*** Data extracts

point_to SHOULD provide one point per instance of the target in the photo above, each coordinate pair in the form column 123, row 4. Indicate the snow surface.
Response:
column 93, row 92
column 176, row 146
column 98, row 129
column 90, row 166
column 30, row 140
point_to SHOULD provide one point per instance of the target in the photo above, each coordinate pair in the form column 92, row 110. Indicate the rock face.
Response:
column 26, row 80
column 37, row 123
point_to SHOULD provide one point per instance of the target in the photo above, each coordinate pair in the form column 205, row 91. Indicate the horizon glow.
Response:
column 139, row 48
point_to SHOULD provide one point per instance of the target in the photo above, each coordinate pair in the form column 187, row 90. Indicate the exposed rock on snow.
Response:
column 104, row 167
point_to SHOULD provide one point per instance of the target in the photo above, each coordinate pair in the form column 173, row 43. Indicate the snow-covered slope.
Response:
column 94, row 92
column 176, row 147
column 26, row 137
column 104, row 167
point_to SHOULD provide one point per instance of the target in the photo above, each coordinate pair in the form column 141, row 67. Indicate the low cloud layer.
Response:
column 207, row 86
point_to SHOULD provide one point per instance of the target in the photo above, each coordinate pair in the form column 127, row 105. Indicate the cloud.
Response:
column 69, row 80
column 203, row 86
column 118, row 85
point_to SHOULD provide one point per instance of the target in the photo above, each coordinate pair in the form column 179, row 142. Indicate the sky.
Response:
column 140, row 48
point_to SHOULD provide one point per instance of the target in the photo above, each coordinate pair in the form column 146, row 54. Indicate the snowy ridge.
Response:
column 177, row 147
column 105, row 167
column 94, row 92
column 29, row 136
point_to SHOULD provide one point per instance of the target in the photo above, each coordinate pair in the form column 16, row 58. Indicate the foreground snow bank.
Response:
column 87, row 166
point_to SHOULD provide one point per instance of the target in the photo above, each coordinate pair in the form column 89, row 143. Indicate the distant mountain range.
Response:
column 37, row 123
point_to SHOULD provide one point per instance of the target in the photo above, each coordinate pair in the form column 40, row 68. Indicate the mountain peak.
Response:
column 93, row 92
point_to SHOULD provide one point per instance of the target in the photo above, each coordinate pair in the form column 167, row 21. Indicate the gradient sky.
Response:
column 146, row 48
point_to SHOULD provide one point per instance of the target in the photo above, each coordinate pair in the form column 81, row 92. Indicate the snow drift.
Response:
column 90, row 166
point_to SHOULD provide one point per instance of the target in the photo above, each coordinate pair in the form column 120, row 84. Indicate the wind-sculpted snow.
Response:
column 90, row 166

******

→ **Exercise details**
Each record is to be retyped exactly as it appears.

→ **Your response**
point_to SHOULD provide one point per instance of the target in the photo above, each coordinate pair in the form column 123, row 4. Indicate the snow surface.
Response:
column 93, row 92
column 176, row 146
column 98, row 129
column 90, row 166
column 30, row 140
point_to SHOULD provide one point per instance of the target in the photo above, each coordinate pair in the form column 92, row 110. Indicate the rock face.
Response:
column 26, row 80
column 37, row 123
point_to SHOULD provide one point per instance of the target in the photo above, each coordinate pair in the form column 205, row 91. Indicate the horizon glow.
Response:
column 139, row 48
point_to SHOULD provide one point per instance of the target in the photo above, each coordinate pair in the form column 187, row 90. Indicate the exposed rock on snow.
Response:
column 104, row 167
point_to SHOULD provide one point per instance of the target in the photo above, each coordinate pair in the form column 173, row 43. Indicate the snow-covered slope.
Response:
column 94, row 92
column 176, row 147
column 26, row 137
column 104, row 167
point_to SHOULD provide one point per instance of the target in the photo above, each coordinate pair in the form column 141, row 67. Indicate the low cloud layer.
Response:
column 207, row 86
point_to SHOULD provide one point per instance of the target in the photo above, each coordinate pair in the form column 127, row 105. Indicate the cloud.
Response:
column 69, row 80
column 203, row 86
column 118, row 85
point_to SHOULD provide one point per instance of the target in the photo above, each coordinate pair in the form column 179, row 142. Indicate the sky.
Response:
column 140, row 48
point_to SHOULD provide one point per instance of the target in the photo above, each coordinate pair in the form column 146, row 54. Indicate the snowy ridge.
Response:
column 177, row 147
column 105, row 167
column 94, row 92
column 29, row 136
point_to SHOULD provide one point per instance of the target in the photo above, each coordinate pair in the form column 16, row 58. Indicate the foreground snow bank.
Response:
column 87, row 166
point_to SHOULD provide one point per instance of the target in the photo above, each coordinate pair in the form column 89, row 143. Indicate the distant mountain range.
Response:
column 37, row 123
point_to SHOULD provide one point per instance of the target in the photo above, each coordinate pair in the form column 40, row 68. Indicate the mountain peak.
Response:
column 93, row 92
point_to SHOULD provide one point per instance of the target in the photo above, each coordinate pair in the form column 167, row 21. Indicate the gradient sky.
Response:
column 146, row 48
point_to SHOULD provide one point per instance of the target in the photo above, each coordinate pair in the form column 81, row 92. Indicate the snow drift.
Response:
column 90, row 166
point_to SHOULD provide one point per instance of the target in the photo above, each coordinate pair in the form column 120, row 84. Indicate the wind-sculpted snow.
Response:
column 90, row 166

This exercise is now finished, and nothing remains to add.